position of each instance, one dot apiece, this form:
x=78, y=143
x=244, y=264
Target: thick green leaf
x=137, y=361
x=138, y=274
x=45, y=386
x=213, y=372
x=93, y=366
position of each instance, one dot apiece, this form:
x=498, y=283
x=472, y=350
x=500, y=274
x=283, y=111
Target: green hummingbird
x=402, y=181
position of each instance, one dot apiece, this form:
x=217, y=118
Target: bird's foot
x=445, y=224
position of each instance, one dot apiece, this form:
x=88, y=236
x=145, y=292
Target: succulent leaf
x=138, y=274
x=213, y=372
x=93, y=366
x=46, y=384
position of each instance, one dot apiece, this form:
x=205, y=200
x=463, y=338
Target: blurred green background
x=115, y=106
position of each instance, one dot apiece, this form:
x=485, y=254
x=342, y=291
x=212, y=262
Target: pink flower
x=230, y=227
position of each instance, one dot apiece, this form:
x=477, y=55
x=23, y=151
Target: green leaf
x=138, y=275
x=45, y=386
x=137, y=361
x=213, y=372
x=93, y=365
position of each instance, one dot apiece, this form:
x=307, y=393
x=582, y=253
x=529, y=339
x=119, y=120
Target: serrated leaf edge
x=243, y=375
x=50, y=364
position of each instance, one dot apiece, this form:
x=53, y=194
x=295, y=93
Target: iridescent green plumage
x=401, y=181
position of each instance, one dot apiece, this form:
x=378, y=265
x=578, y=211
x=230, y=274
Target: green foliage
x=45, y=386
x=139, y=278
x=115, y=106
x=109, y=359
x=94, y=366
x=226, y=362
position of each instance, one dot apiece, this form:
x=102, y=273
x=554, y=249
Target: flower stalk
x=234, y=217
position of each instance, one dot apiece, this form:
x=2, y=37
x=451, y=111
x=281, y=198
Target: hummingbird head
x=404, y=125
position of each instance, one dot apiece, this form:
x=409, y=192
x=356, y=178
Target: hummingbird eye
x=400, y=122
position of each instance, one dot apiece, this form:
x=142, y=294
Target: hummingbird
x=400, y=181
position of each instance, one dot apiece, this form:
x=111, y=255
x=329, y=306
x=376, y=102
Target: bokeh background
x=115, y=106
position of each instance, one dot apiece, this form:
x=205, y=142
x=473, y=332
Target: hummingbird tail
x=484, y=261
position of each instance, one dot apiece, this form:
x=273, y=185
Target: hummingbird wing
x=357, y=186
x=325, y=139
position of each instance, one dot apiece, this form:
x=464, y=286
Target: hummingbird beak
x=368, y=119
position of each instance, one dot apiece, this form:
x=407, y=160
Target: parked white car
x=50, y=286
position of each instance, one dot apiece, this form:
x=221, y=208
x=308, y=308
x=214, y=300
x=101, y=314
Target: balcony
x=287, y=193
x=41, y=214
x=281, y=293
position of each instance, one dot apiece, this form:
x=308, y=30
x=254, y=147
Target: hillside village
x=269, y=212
════
• [Work required]:
Please set down all the data word for word.

• [Problem solution]:
position of each instance, one dot apiece, this form:
x=78, y=143
x=244, y=264
Target: thick green leaf
x=137, y=361
x=138, y=274
x=45, y=386
x=213, y=372
x=93, y=366
position of each instance, one dot apiece, this form:
x=498, y=283
x=472, y=350
x=500, y=274
x=283, y=111
Target: green hummingbird
x=402, y=181
position of each instance, one dot apiece, this form:
x=217, y=118
Target: bird's foot
x=445, y=224
position of each instance, one dot apiece, this form:
x=88, y=236
x=145, y=292
Target: succulent leaf
x=138, y=274
x=213, y=372
x=93, y=366
x=46, y=384
position of each instance, one dot apiece, this form:
x=205, y=200
x=463, y=338
Target: blurred green background
x=115, y=106
position of each instance, one dot apiece, this form:
x=485, y=254
x=342, y=291
x=212, y=262
Target: pink flower
x=230, y=227
position of each instance, one dot apiece, this form:
x=477, y=55
x=23, y=151
Target: green leaf
x=138, y=275
x=45, y=386
x=137, y=361
x=213, y=372
x=93, y=365
position of each instance, one dot apiece, this form:
x=307, y=393
x=582, y=253
x=529, y=339
x=119, y=120
Target: serrated leaf edge
x=243, y=375
x=50, y=364
position of each instance, one dot apiece, this form:
x=53, y=194
x=295, y=93
Target: iridescent green plumage
x=401, y=181
position of each instance, one dot apiece, this form:
x=378, y=265
x=578, y=211
x=230, y=274
Target: green foliage
x=45, y=386
x=139, y=278
x=115, y=106
x=109, y=359
x=94, y=366
x=226, y=362
position of each instance, one dot apiece, this form:
x=102, y=273
x=554, y=249
Target: flower stalk
x=234, y=217
position of each instance, one dot apiece, this form:
x=2, y=37
x=451, y=111
x=281, y=198
Target: hummingbird head
x=404, y=125
position of each instance, one dot apiece, this form:
x=409, y=192
x=356, y=178
Target: hummingbird eye
x=400, y=122
position of each instance, one dot apiece, this form:
x=142, y=294
Target: hummingbird
x=400, y=181
position of each instance, one dot apiece, this form:
x=111, y=255
x=329, y=306
x=376, y=102
Target: bokeh background
x=115, y=106
position of each instance, one dot apiece, this form:
x=205, y=142
x=473, y=332
Target: hummingbird tail
x=484, y=261
position of each instance, one dot apiece, this form:
x=273, y=185
Target: hummingbird wing
x=357, y=186
x=325, y=139
position of each instance, one dot apiece, this form:
x=464, y=286
Target: hummingbird beak
x=368, y=119
position of each instance, one dot apiece, this form:
x=407, y=160
Target: parked white car
x=50, y=286
position of each instance, one dot apiece, this form:
x=221, y=208
x=308, y=308
x=214, y=300
x=101, y=314
Target: balcony
x=287, y=193
x=41, y=214
x=281, y=293
position of each instance, one dot apiece, this form:
x=308, y=30
x=254, y=147
Target: hillside village
x=269, y=212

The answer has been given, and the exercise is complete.